_AUFGABENSTELLUNG_: Welches Blatt hat Deutschland laut dem Lesetext zum »kranken Mann Europas« gekürt?

_LESETEXT_:
+---+

Versager brauchen Feindbild
Von Klaus FischerDie BRD-Wirtschaft stagniert – mit permanenter Rezessionsgefahr. Das haben auch die hiesigen Mainstreammedien begriffen. Zu der wenig angenehmen Tatsache kommt, dass die westlichen »Freunde« das nicht nur mit Sorge, sondern auch mit Häme sehen. So hat das britische Wirtschaftsblatt The Economist Deutschland zum zweiten Male nach Ende der 90er Jahre zum »kranken Mann Europas« gekürt. Und das nicht ganz zu Unrecht – auch wenn London gern ausblendet, dass das stolze Vereinigte Königreich keinen Deut besser dasteht. Doch hier wie dort fällt den Medien vor allem eines ein: Die Schuld bei anderen zu suchen.
»Ob Autos, Maschinen oder Chemieprodukte: Chinesische Hersteller setzen die deutsche Konkurrenz auf dem Weltmarkt immer stärker unter Druck«, hieß es am Freitag im deutschen Gegenstück zum Economist, dem Handelsblatt. »Während der Anteil chinesischer Exporte in vielen Branchen seit Jahren kontinuierlich steigt, stagnieren die deutschen Ausfuhren oder sinken sogar. Das zeigen Berechnungen des Handelsblatt Research Institute (HRI)«, steht da geschrieben. Ja, wer hätte das wohl gedacht, könnt man sarkastisch anfügen.

+---+

(Einträge aus einem Datensatz)
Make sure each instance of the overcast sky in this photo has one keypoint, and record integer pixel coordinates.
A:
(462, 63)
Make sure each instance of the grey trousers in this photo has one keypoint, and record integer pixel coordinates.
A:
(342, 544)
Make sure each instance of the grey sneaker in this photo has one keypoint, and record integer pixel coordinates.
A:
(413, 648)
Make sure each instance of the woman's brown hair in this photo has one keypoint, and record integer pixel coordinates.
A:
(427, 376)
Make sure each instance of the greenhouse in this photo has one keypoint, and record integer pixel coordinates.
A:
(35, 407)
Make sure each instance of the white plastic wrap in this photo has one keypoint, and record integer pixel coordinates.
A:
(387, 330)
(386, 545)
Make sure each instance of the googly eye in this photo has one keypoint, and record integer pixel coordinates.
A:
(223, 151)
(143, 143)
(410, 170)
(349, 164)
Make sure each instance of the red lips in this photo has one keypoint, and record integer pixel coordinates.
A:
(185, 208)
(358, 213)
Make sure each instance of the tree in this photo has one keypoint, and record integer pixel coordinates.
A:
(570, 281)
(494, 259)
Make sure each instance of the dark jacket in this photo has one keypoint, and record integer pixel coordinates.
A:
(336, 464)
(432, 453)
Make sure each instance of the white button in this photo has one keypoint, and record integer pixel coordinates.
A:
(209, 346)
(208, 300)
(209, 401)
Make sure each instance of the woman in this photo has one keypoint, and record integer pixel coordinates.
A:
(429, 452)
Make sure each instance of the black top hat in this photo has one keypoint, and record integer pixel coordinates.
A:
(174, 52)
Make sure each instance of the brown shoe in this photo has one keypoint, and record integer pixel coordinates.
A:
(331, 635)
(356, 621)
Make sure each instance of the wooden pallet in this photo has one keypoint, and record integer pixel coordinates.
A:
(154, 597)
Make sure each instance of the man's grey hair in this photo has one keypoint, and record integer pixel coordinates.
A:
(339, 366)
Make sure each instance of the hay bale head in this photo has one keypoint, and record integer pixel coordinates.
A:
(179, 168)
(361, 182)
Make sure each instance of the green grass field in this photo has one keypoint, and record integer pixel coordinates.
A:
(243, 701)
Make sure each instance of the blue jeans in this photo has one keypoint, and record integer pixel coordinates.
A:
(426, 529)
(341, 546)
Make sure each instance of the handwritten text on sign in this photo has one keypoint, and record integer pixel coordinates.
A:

+---+

_GELÖSTE AUFGABE_: Das britische Wirtschaftsblatt The Economist.